+++ Extracted material +++

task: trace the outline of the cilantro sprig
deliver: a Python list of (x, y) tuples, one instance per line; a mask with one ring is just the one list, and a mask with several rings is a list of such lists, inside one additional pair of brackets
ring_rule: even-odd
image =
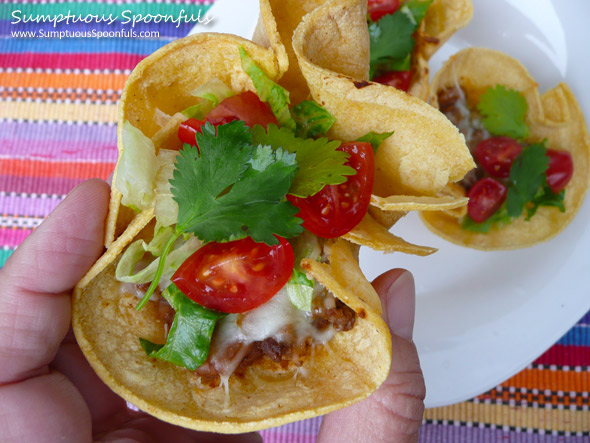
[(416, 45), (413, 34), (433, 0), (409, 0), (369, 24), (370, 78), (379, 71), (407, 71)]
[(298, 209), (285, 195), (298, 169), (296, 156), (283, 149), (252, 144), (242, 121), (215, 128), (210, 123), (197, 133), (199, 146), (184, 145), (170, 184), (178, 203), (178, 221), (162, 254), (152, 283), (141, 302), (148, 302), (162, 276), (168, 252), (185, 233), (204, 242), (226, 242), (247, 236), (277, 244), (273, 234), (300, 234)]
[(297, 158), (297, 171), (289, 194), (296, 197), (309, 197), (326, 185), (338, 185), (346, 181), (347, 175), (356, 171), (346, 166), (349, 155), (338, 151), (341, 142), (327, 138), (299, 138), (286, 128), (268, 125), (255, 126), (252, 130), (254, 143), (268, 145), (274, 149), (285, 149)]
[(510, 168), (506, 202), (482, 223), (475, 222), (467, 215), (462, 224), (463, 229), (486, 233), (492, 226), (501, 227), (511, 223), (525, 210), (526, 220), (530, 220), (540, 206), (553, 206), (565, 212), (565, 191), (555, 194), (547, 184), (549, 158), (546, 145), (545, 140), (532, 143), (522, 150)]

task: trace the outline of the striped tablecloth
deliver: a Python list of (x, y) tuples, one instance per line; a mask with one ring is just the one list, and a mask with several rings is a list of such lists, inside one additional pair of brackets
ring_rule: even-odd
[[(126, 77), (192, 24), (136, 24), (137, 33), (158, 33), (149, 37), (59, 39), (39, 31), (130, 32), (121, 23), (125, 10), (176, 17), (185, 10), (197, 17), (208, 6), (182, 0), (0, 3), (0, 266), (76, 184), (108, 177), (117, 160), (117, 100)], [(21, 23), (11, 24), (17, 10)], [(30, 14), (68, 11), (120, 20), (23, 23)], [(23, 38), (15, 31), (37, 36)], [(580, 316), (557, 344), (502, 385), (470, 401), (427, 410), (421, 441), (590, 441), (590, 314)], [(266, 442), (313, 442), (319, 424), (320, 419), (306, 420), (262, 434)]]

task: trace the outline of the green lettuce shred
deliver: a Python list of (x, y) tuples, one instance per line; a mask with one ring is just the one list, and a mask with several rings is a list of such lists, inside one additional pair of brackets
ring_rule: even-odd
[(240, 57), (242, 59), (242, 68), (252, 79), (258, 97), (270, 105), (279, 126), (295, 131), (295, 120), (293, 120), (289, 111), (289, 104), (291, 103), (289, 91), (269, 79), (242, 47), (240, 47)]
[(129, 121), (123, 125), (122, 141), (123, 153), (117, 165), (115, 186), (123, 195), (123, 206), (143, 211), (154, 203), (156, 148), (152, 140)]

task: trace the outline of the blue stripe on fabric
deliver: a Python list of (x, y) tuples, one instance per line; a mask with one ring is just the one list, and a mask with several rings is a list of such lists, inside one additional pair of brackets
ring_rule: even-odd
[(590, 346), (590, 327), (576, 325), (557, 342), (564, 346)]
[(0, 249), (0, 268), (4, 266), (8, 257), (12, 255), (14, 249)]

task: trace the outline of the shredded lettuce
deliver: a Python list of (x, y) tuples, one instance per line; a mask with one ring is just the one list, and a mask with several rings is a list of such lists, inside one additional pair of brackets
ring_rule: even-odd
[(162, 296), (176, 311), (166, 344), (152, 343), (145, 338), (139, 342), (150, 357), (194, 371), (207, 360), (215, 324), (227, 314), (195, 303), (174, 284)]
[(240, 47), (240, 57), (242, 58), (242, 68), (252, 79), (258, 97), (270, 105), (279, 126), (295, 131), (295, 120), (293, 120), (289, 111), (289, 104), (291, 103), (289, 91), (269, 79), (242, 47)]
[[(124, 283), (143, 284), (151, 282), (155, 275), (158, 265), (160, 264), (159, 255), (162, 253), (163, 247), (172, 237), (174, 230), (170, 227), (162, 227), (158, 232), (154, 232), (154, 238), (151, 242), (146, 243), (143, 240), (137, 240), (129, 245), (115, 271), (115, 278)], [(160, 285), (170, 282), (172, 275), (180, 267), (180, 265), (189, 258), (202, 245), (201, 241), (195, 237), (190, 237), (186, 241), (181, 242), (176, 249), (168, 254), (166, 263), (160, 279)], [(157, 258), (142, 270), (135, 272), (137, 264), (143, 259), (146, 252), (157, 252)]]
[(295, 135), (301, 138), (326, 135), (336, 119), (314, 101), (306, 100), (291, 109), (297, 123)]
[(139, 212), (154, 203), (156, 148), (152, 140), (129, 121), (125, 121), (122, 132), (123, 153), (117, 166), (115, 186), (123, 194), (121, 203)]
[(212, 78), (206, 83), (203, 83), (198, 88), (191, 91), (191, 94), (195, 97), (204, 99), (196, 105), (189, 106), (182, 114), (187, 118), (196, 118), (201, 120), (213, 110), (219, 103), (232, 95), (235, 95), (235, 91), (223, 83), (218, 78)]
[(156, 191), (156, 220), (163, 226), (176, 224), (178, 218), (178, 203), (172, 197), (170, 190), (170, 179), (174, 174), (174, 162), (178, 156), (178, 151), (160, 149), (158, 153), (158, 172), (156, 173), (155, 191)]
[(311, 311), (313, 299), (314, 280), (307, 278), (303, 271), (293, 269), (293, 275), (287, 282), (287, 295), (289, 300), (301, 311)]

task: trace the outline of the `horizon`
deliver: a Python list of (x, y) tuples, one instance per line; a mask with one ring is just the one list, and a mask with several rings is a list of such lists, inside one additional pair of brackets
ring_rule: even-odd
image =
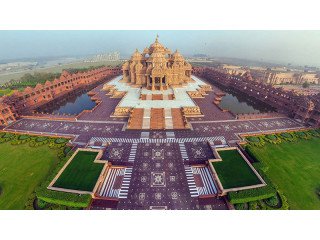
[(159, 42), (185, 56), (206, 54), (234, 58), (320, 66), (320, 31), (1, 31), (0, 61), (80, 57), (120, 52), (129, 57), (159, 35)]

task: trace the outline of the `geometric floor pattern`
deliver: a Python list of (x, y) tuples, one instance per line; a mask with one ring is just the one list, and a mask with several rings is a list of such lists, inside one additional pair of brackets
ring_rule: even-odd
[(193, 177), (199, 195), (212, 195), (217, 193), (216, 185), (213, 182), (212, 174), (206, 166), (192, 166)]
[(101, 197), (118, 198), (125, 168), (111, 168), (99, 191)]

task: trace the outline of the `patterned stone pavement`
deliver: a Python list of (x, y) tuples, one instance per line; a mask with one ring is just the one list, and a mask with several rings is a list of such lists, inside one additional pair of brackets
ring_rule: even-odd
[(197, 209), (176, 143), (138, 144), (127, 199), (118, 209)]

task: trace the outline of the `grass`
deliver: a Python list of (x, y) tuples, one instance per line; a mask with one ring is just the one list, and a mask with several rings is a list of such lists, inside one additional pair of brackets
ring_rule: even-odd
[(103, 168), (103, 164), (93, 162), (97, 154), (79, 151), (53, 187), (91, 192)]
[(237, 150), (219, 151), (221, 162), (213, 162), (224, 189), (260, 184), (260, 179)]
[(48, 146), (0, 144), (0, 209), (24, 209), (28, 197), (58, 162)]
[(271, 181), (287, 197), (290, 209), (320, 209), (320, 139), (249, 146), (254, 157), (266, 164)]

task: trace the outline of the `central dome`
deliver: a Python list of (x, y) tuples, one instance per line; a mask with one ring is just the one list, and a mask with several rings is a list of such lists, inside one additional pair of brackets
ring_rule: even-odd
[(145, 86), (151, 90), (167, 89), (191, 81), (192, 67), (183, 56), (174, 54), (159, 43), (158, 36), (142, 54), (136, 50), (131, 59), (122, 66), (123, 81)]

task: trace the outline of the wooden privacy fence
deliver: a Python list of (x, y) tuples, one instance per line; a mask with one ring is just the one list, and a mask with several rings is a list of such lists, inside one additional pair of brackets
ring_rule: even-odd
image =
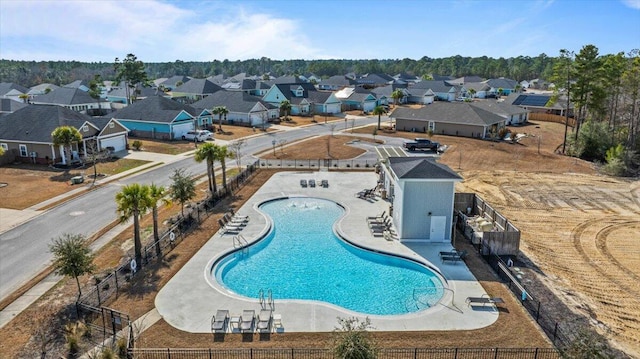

+++

Your instructions: Would you give the records again exactly, dropping the pictures?

Problem solution:
task: trace the outline of the cilantro sprig
deliver: a Python list of (x, y) tuples, one instance per line; a mask with one ring is just the one list, and a mask with several rings is a list of such lists, inside one additional pair of brackets
ring_rule: even-odd
image =
[(416, 45), (413, 34), (433, 0), (409, 0), (369, 24), (370, 78), (379, 71), (407, 71)]
[(298, 209), (285, 195), (298, 169), (296, 156), (283, 149), (252, 144), (242, 121), (215, 128), (210, 123), (197, 133), (199, 146), (184, 145), (170, 184), (178, 203), (178, 221), (162, 254), (152, 283), (141, 302), (148, 302), (162, 276), (168, 252), (185, 233), (204, 242), (226, 242), (247, 236), (277, 244), (273, 234), (300, 234)]
[(297, 158), (297, 171), (289, 194), (296, 197), (309, 197), (326, 185), (338, 185), (346, 181), (347, 175), (356, 171), (346, 166), (349, 155), (338, 151), (341, 142), (327, 138), (299, 138), (286, 128), (268, 125), (255, 126), (252, 130), (254, 143), (268, 145), (274, 149), (285, 149)]
[(510, 168), (506, 202), (482, 223), (475, 222), (467, 215), (462, 224), (463, 229), (486, 233), (492, 226), (501, 227), (511, 223), (525, 210), (526, 220), (530, 220), (540, 206), (553, 206), (565, 212), (565, 191), (555, 194), (547, 184), (549, 158), (546, 145), (545, 140), (532, 143), (522, 150)]

task: trace the outline of the striped tablecloth
deliver: a Python list of (x, y) tuples, one instance per line; a mask with one ring is just the one list, and a mask with several rings is a list of such lists, inside one additional pair of brackets
ring_rule: even-odd
[[(126, 77), (192, 24), (136, 24), (137, 33), (158, 33), (149, 37), (59, 39), (39, 31), (130, 32), (121, 23), (125, 10), (176, 17), (185, 10), (197, 17), (208, 6), (182, 0), (0, 3), (0, 266), (76, 184), (108, 177), (117, 160), (117, 100)], [(21, 23), (11, 24), (17, 10)], [(30, 14), (68, 11), (120, 20), (23, 23)], [(23, 38), (15, 31), (37, 36)], [(580, 316), (557, 344), (502, 385), (470, 401), (427, 410), (421, 441), (590, 441), (590, 314)], [(266, 442), (313, 442), (319, 424), (320, 419), (306, 420), (262, 434)]]

task: trace the outline of the green lettuce shred
deliver: a Python list of (x, y) tuples, one instance per line; a mask with one ring is just the one list, and a mask with several rings is a list of such lists, inside one additional pair of brackets
ring_rule: even-odd
[(240, 57), (242, 59), (242, 68), (252, 79), (258, 97), (270, 105), (279, 126), (295, 131), (295, 120), (293, 120), (289, 111), (289, 104), (291, 103), (289, 91), (269, 79), (242, 47), (240, 47)]
[(129, 121), (123, 125), (122, 141), (123, 153), (117, 165), (115, 186), (123, 195), (123, 206), (143, 211), (154, 203), (156, 148), (152, 140)]

task: trace the outline of the blue stripe on fabric
deliver: a Python list of (x, y) tuples, one instance per line; a mask with one ring is just the one list, and a mask with several rings is a list of such lists, inside one additional pair of brackets
ring_rule: even-odd
[(590, 346), (590, 327), (576, 325), (557, 342), (564, 346)]
[(0, 249), (0, 268), (4, 266), (8, 257), (12, 255), (14, 249)]

task: trace the outline of the shredded lettuce
deliver: a Python list of (x, y) tuples, one instance per line; a mask with one ring is just the one list, and a mask with several rings is a list of such lists, inside one additional pair of brackets
ring_rule: even-odd
[(162, 296), (176, 311), (166, 344), (152, 343), (145, 338), (139, 342), (150, 357), (194, 371), (207, 360), (215, 324), (227, 314), (195, 303), (174, 284)]
[(240, 47), (240, 57), (242, 58), (242, 68), (252, 79), (258, 97), (270, 105), (279, 126), (295, 131), (295, 120), (293, 120), (289, 111), (289, 104), (291, 103), (289, 91), (269, 79), (242, 47)]
[[(124, 283), (143, 284), (151, 282), (155, 275), (158, 265), (160, 264), (159, 255), (162, 253), (163, 247), (172, 237), (174, 230), (170, 227), (162, 227), (158, 232), (154, 232), (154, 238), (151, 242), (146, 243), (143, 240), (137, 240), (129, 245), (115, 271), (115, 278)], [(160, 285), (170, 282), (172, 275), (180, 267), (180, 265), (189, 258), (202, 245), (201, 241), (195, 237), (190, 237), (186, 241), (181, 242), (176, 249), (168, 254), (166, 263), (160, 279)], [(157, 258), (142, 270), (135, 272), (137, 264), (143, 259), (146, 252), (157, 252)]]
[(295, 135), (301, 138), (326, 135), (336, 119), (314, 101), (306, 100), (291, 109), (297, 123)]
[(139, 212), (154, 203), (156, 148), (152, 140), (129, 121), (125, 121), (122, 132), (123, 153), (117, 166), (115, 186), (123, 194), (121, 203)]
[(212, 78), (206, 83), (203, 83), (198, 88), (191, 91), (191, 94), (195, 97), (204, 99), (196, 105), (189, 106), (182, 114), (187, 118), (196, 118), (201, 120), (213, 110), (219, 103), (232, 95), (235, 95), (235, 91), (223, 83), (218, 78)]
[(156, 191), (156, 220), (163, 226), (176, 224), (178, 218), (178, 203), (172, 197), (170, 190), (170, 179), (174, 174), (174, 162), (178, 156), (178, 151), (160, 149), (158, 153), (158, 172), (156, 173), (155, 191)]
[(311, 311), (313, 299), (314, 280), (307, 278), (303, 271), (293, 269), (293, 275), (287, 282), (287, 295), (289, 300), (301, 311)]

task: trace the outline of the `horizon`
deliver: a Python list of (x, y) tuples, one instance per line; a mask with one ring is just the one list, and a mask with several rings is a list of such lists, inside one additional pair of brackets
ring_rule: even-odd
image =
[(159, 42), (185, 56), (206, 54), (234, 58), (320, 66), (320, 31), (1, 31), (0, 61), (80, 57), (120, 52), (129, 57), (159, 35)]

task: trace the outline of the `geometric floor pattern`
deliver: a Python list of (x, y) tuples, one instance per line; a mask with one ring is just the one list, and a mask with several rings is a list of such lists, inside one additional pair of brackets
ring_rule: even-odd
[(193, 177), (199, 195), (212, 195), (217, 193), (216, 185), (213, 182), (212, 174), (206, 166), (192, 166)]
[(101, 197), (118, 198), (125, 168), (111, 168), (99, 191)]

task: trace the outline of the `patterned stone pavement`
deliver: a Python list of (x, y) tuples, one instance per line; a mask with one ring is just the one list, and a mask with several rings is a list of such lists, inside one additional pair of brackets
ring_rule: even-odd
[(197, 209), (176, 143), (138, 144), (127, 199), (118, 209)]

task: trace the outline of the `grass`
deliver: a Python list of (x, y) tuples, one instance per line; a mask with one ring is just the one list, and a mask with several rings is a list of such lists, inside one additional pair of brackets
ring_rule: even-odd
[(103, 168), (103, 164), (93, 162), (97, 154), (79, 151), (53, 187), (91, 192)]
[(237, 150), (219, 151), (221, 162), (213, 162), (224, 189), (260, 184), (260, 179)]
[(48, 146), (0, 144), (0, 209), (24, 209), (28, 197), (58, 162)]
[(271, 181), (287, 197), (290, 209), (320, 209), (320, 139), (249, 146), (254, 157), (266, 164)]

task: trace the outline of the `central dome`
deliver: a Python list of (x, y) tuples, one instance per line; a mask with one ring is just the one list, and a mask with several rings is a list of such lists, inside one additional pair of brackets
ring_rule: even-odd
[(145, 86), (151, 90), (167, 89), (191, 81), (192, 67), (183, 56), (174, 54), (159, 43), (158, 36), (142, 54), (136, 50), (131, 59), (122, 66), (123, 81)]

task: trace the outline of the wooden privacy fence
deliver: a Python list of (x, y) tuples, one instance per line; a mask with one ring is just the one list, and a mask with several rings is a list of such lists, inside one additional pair of brackets
ring_rule: even-odd
image =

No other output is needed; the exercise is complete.